- [Text section]
○ ○ ○
Today's challenge: Treat yourself to a positive and encouraging self statement and test out your level of motivation! 

Thursday, June 28, 2012

Perfect

One problem that impacts self esteem is striving for perfection.  No...that does not mean that you are perfect (no one can be perfect).  Striving for perfection creates distress when you are unable to obtain it.  We can bully ourselves to perform greater tasks but since no one is perfect, we always fail.  This is a special form of self harm since you never let yourself feel proud of accomplishments, so it feels like "nothing" is going well. 

Today's challenge:  Give yourself a pat on the bat for one thing today.  Maybe it will be that fact that you slowed down enough to smell the flowers on your front porch or smiling at someone in the grocery store.  No matter what your life looks like, we have opportunities to feel good all around us if we take a minute to appreciate the very moment we are in.  As I write this... I am happy to take a minute to strech my sholders and feel calm. 

Have a peaceful day!

Tuesday, June 26, 2012

Don't be so negative

So how many times have you heard that moronic advice?  As if by the person standing in front of you saying "get over it" is going to all the sudden trigger a catharsis for you!  I heard someone once say "suck it up buttercup" to communicate this uncaring attitude.  If you had the ability and strength to "just get over it" or "grin and bear it" then you would have done that long ago, right?  So let's through those stock phrases out of the window. 

I'm a much bigger fan of Cause and Effect, yes I am referring to Science 101.  The first step is to understand what is causing the negative mindset without making an evaluation of yourself or the situation.  Maybe it was being bullied in school, slapped by parents, or other regrettable experiences.  So you think bad about yourself because you were told that you were bad.  Pretty simple.  So, it makes since that your authority source had motives to make you feel bad (like a parent wanting you to clean up your room).
○ ○ ○
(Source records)
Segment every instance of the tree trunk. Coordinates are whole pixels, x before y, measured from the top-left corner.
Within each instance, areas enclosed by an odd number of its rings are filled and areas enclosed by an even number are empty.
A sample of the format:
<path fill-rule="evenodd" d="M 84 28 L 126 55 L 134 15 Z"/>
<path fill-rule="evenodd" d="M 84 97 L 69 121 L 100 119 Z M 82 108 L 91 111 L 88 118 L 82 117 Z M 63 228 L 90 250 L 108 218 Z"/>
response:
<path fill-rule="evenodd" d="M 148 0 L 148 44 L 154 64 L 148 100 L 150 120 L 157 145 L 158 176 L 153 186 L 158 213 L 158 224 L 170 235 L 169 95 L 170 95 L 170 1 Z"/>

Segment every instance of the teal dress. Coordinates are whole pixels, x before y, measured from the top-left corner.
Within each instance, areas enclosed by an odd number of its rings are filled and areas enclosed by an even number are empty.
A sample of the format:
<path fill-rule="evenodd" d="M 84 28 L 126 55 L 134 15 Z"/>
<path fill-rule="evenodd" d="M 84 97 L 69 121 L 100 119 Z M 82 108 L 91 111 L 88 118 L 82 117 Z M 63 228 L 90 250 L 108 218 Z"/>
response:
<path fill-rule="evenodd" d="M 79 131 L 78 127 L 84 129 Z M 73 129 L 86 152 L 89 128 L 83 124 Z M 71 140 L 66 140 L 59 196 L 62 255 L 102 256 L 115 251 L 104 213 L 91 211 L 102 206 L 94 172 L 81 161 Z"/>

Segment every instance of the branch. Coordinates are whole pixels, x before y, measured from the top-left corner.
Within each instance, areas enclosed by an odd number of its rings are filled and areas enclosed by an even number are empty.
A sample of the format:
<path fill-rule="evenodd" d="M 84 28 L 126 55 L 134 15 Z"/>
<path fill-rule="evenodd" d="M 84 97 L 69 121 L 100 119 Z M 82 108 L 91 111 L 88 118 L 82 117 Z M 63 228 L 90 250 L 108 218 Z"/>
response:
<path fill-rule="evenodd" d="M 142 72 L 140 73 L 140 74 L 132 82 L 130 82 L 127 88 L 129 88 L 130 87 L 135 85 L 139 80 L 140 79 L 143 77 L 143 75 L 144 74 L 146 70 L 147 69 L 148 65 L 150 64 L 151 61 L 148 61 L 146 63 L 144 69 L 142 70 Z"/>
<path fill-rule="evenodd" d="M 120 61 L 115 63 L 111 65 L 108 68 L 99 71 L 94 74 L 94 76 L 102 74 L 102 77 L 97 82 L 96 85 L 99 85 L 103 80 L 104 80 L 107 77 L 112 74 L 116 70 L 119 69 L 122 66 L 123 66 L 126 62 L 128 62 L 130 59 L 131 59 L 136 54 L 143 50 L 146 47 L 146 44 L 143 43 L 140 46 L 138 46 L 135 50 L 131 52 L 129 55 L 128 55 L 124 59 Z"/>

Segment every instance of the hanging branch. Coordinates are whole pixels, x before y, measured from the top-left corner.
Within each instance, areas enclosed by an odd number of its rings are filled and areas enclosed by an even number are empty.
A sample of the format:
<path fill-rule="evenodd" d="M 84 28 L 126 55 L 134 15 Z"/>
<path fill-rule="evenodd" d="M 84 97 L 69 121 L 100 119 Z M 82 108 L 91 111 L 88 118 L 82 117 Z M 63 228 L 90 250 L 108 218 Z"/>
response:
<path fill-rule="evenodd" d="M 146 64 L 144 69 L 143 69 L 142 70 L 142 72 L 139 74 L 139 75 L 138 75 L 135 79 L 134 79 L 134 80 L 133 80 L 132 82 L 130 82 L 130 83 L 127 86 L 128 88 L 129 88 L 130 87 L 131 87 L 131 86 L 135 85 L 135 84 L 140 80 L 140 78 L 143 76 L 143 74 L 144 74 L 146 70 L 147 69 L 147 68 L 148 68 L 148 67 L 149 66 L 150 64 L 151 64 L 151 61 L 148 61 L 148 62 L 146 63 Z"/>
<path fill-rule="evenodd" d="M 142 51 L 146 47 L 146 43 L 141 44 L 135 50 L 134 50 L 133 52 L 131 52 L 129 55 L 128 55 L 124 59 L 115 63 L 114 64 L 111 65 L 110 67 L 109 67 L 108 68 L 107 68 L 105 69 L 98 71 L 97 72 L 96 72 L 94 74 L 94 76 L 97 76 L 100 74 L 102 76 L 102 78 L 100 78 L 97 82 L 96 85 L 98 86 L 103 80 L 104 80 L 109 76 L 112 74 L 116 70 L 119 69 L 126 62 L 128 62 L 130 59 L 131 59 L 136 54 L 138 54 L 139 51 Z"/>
○ ○ ○
- [Task instructions]
Resume the blog post on self-esteem right after its final sentence, keeping its voice and topic. You won't need the source records for this.

- [Result of this task]
 To move forward we have to detach from the history and start taking record of the current information.  If  being told that you are "fat" or "not good" led to a depression, then we have to look at what's accurate.  If I have a problem maintaining my weight...that doesn't mean that I am 100% fat.  The real number can be obtained through fat analysis...and I'm pretty sure no one who reads this is at a 100% fat ratio.  So are you fat, or do you have a higher fat ratio than you would like?  I think the later makes much more logical sense.  So quit calling yourself names and start looking at the data.  That is how you work towards reducing negative thoughts and increasing the logical. 

Monday, June 25, 2012

Self threats

Fear is the evil empire of self esteem.  Just because we feel afraid does not mean that the situation and/or person is actually too fearful to approach.  There are many ways in which we must face our fears to overcome them.  How many people do you know who refuse to stand up for themselves for fear of what the other person will think?  That about covers most women I know...sometimes even myself. 

So what causes this to be a problem?  You got it...that internal bully.  When we succumb to fear, we usually tell ourselves things that we would never tell someone else... "they will hate me" or "I'll be laughed at."  If you would not say these things to another human being...then don't say it to yourself!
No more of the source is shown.